◆ ROWS
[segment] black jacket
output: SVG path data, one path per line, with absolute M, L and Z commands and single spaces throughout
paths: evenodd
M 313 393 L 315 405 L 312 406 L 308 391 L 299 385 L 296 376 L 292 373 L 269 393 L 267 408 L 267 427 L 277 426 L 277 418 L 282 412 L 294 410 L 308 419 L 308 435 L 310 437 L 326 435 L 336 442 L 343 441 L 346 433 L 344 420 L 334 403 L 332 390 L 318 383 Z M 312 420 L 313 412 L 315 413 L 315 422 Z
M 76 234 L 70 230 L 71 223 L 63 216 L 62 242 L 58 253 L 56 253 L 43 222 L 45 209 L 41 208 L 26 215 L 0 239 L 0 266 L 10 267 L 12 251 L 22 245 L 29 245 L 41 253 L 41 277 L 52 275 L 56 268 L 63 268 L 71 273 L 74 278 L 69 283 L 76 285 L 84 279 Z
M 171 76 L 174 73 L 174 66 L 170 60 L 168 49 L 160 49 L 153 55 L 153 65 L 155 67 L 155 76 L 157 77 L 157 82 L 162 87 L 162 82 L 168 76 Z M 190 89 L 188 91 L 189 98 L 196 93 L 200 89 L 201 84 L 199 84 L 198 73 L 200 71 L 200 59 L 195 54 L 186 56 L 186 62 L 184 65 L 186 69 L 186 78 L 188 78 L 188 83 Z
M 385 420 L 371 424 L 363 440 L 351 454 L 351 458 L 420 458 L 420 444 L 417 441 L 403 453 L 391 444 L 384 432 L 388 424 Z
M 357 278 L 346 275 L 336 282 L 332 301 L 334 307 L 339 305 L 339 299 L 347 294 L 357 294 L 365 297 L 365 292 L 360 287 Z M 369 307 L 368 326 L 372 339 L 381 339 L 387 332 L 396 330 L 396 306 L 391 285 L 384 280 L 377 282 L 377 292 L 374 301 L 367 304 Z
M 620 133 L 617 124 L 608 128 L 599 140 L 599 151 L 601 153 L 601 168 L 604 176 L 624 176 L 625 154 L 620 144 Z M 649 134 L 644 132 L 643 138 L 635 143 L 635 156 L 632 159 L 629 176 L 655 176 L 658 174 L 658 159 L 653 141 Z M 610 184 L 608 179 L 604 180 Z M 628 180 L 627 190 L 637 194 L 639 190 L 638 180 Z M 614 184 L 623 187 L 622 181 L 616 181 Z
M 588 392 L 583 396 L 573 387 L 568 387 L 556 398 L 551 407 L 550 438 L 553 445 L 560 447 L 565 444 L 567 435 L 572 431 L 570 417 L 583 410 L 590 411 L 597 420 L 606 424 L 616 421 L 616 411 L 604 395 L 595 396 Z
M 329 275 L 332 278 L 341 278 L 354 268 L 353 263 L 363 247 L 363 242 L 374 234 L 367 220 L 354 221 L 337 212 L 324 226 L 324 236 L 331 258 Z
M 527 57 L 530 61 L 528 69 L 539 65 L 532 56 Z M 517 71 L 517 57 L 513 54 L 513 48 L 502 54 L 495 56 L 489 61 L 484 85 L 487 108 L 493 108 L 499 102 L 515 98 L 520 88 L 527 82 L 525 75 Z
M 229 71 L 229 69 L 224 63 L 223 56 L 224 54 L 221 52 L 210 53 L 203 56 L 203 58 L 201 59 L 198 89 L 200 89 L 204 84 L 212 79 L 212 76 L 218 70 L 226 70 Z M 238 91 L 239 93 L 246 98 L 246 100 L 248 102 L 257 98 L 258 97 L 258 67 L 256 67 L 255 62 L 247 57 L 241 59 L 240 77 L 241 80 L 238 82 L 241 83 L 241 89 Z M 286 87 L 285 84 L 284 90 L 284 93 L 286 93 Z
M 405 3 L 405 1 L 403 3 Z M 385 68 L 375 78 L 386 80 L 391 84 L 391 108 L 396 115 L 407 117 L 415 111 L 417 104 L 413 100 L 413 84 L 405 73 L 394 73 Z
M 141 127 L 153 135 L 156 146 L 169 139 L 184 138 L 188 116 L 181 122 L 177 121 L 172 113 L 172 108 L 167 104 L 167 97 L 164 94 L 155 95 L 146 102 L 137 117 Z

◆ TASK BRIEF
Quote the listing from its first line through the line that contains "M 76 234 L 70", including both of those lines.

◆ SOLUTION
[segment] black jacket
output: SVG path data, one path per line, with absolute M, L and Z commands and single spaces throughout
paths: evenodd
M 313 393 L 315 405 L 312 406 L 308 391 L 299 385 L 296 376 L 292 373 L 269 393 L 267 408 L 267 427 L 277 426 L 277 418 L 282 412 L 294 410 L 308 419 L 308 435 L 310 437 L 326 435 L 336 442 L 343 441 L 346 433 L 344 420 L 334 403 L 332 390 L 318 383 Z M 312 420 L 313 412 L 315 413 L 315 422 Z
M 76 234 L 70 230 L 71 223 L 63 216 L 62 242 L 58 253 L 56 253 L 43 222 L 45 209 L 41 208 L 26 215 L 0 239 L 0 266 L 10 267 L 12 251 L 22 245 L 29 245 L 41 253 L 41 277 L 52 275 L 56 268 L 63 268 L 71 273 L 74 278 L 69 283 L 76 285 L 84 279 Z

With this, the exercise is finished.